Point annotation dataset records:
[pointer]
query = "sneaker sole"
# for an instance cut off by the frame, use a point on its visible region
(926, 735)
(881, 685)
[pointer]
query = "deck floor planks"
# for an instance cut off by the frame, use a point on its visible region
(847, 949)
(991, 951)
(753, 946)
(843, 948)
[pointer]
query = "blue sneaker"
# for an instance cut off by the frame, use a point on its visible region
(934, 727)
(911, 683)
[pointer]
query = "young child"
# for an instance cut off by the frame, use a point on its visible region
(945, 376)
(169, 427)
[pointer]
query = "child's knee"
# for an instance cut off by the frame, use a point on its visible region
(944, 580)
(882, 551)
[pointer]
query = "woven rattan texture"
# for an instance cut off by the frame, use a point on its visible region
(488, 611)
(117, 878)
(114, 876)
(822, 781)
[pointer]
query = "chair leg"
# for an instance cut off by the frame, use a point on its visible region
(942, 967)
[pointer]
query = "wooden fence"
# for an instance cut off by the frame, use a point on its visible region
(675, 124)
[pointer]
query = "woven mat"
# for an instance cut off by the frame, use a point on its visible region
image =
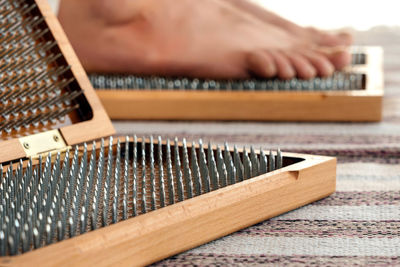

Work to do ▸
Locate every line of the data above that contains the string "query", and copy each of those lines.

Output ▸
query = "sneaker sole"
query = "deck floor planks"
query = "blue sneaker"
query = "young child"
query = "child's knee"
query = "woven rattan texture"
query = "chair leg"
query = "wooden fence"
query = "woven mat"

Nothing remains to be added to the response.